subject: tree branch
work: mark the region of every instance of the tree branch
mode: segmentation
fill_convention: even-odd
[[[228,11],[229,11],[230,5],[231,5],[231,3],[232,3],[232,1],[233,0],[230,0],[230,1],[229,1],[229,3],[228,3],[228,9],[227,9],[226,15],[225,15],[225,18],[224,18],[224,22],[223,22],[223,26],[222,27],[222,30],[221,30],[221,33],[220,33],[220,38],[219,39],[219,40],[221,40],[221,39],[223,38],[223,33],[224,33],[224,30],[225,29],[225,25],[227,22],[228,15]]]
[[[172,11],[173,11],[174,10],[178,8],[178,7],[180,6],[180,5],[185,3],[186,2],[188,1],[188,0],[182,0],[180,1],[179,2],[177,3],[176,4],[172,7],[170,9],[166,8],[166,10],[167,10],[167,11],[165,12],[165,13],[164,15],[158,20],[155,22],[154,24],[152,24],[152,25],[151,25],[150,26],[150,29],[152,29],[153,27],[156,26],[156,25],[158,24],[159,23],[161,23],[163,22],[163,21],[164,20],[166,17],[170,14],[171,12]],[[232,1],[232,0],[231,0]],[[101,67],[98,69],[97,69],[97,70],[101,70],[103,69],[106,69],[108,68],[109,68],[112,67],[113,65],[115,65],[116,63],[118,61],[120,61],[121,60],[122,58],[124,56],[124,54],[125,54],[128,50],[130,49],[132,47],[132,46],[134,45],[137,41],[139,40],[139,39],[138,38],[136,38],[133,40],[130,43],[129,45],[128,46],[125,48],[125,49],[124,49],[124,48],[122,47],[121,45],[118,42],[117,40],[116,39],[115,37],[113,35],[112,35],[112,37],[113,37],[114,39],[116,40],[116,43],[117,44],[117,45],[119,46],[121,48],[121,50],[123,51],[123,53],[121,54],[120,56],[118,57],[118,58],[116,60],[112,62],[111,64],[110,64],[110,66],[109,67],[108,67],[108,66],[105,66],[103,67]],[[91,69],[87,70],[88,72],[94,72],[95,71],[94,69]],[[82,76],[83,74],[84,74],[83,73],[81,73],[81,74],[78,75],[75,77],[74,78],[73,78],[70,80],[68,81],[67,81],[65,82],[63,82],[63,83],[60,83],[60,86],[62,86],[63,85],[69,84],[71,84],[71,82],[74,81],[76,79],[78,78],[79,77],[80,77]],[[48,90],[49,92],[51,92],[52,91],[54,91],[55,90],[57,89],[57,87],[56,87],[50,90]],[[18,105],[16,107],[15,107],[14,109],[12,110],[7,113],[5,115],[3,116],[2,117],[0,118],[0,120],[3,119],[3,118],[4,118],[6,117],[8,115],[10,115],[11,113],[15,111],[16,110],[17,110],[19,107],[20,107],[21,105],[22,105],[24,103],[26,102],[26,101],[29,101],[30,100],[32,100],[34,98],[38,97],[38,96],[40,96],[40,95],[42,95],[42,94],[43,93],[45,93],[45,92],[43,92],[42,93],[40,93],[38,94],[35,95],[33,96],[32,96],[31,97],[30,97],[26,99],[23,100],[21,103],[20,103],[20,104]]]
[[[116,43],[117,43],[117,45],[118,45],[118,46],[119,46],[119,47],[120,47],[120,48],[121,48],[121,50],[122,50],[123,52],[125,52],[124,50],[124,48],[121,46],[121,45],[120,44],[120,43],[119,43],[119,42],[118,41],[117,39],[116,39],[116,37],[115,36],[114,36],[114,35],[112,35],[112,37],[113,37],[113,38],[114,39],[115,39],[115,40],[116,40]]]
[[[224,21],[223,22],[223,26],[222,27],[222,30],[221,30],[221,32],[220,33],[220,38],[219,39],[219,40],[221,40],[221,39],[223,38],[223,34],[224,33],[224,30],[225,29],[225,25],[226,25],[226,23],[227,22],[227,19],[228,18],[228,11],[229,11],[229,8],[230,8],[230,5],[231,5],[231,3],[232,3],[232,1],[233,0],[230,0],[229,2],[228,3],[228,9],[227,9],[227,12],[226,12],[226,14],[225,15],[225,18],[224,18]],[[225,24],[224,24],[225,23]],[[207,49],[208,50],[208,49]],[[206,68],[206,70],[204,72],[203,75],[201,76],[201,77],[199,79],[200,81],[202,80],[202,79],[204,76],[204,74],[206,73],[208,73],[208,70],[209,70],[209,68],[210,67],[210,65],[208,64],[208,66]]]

= = = = =

- _Given instruction_
Each line of the material should be duplicated exactly, please.

- _Right answer_
subject: tree branch
work: mark the region of every instance of the tree branch
mode: segmentation
fill_convention: even-odd
[[[228,11],[229,11],[230,5],[231,5],[231,3],[232,3],[232,1],[233,0],[230,0],[230,1],[229,1],[229,3],[228,3],[228,9],[227,9],[226,15],[225,15],[225,18],[224,18],[224,22],[223,22],[223,26],[222,27],[222,30],[221,30],[221,33],[220,33],[220,38],[219,39],[219,40],[221,40],[221,39],[223,38],[223,33],[224,33],[224,30],[225,29],[225,25],[227,22],[228,15]]]
[[[172,11],[173,11],[174,10],[178,8],[178,7],[180,6],[180,5],[185,3],[186,2],[188,1],[188,0],[182,0],[180,1],[179,2],[177,3],[176,4],[172,7],[170,9],[166,8],[166,10],[167,10],[167,11],[165,12],[165,13],[164,15],[158,20],[155,22],[154,24],[152,24],[152,25],[151,25],[150,26],[150,29],[152,29],[153,27],[156,26],[156,25],[158,24],[159,23],[161,23],[163,22],[163,21],[164,20],[166,17],[170,14],[171,12]],[[232,1],[232,0],[231,0]],[[101,67],[98,69],[97,69],[97,70],[101,70],[103,69],[106,69],[108,68],[109,68],[112,67],[113,65],[115,65],[116,63],[118,61],[120,61],[121,60],[122,58],[124,56],[124,54],[125,54],[128,50],[130,49],[132,47],[132,46],[134,45],[137,41],[139,40],[139,39],[138,38],[136,38],[133,40],[130,43],[129,45],[128,46],[125,48],[125,49],[124,49],[124,48],[122,47],[121,45],[118,42],[117,40],[116,39],[115,37],[113,35],[112,35],[112,37],[113,37],[114,39],[116,40],[116,43],[117,44],[117,45],[119,46],[121,48],[121,50],[123,51],[123,53],[121,54],[120,56],[118,57],[118,58],[116,60],[112,62],[111,64],[110,64],[110,66],[109,67],[108,67],[108,66],[105,66],[103,67]],[[91,69],[87,70],[88,72],[94,72],[95,71],[94,69]],[[82,76],[83,74],[84,74],[83,73],[81,73],[81,74],[78,75],[75,77],[74,78],[73,78],[70,80],[68,81],[67,81],[65,82],[63,82],[63,83],[60,83],[60,86],[62,86],[63,85],[69,84],[71,84],[71,82],[74,81],[76,79],[78,78],[79,77],[80,77]],[[48,90],[49,92],[51,92],[52,91],[54,91],[55,90],[57,89],[57,87],[56,87],[50,90]],[[18,105],[16,107],[15,107],[14,109],[12,110],[7,113],[5,115],[3,116],[2,117],[0,118],[0,120],[3,119],[3,118],[4,118],[6,117],[8,115],[10,115],[11,113],[15,111],[16,110],[17,110],[19,107],[20,107],[21,105],[22,105],[24,103],[26,102],[26,101],[29,101],[30,100],[32,100],[34,98],[38,97],[38,96],[40,96],[40,95],[42,95],[42,94],[43,93],[45,93],[45,92],[43,92],[42,93],[40,93],[38,94],[35,95],[33,96],[32,96],[31,97],[30,97],[26,99],[23,100],[21,103],[20,103],[20,104]]]
[[[116,43],[117,43],[117,45],[118,45],[118,46],[119,46],[119,47],[120,47],[120,48],[121,48],[121,50],[122,50],[123,52],[125,52],[124,50],[124,48],[121,46],[121,45],[120,44],[120,43],[119,43],[119,42],[118,41],[117,39],[116,39],[116,37],[115,36],[114,36],[114,35],[112,35],[112,37],[113,37],[113,38],[114,39],[115,39],[115,40],[116,40]]]
[[[224,21],[223,22],[223,26],[222,27],[222,30],[221,30],[221,32],[220,33],[220,38],[219,39],[219,40],[221,40],[221,39],[223,38],[223,34],[224,33],[224,30],[225,29],[225,25],[226,25],[226,23],[227,22],[227,19],[228,18],[228,11],[229,11],[229,8],[230,8],[230,5],[231,5],[231,3],[232,3],[232,1],[233,0],[230,0],[229,2],[228,3],[228,9],[227,9],[227,12],[226,12],[226,14],[225,15],[225,18],[224,18]],[[225,24],[224,24],[225,23]],[[207,49],[208,50],[208,49]],[[206,68],[206,70],[204,72],[203,75],[201,76],[201,77],[199,79],[200,81],[202,80],[202,79],[204,76],[204,74],[206,73],[208,73],[208,70],[209,70],[209,68],[210,67],[210,65],[208,64],[208,66]]]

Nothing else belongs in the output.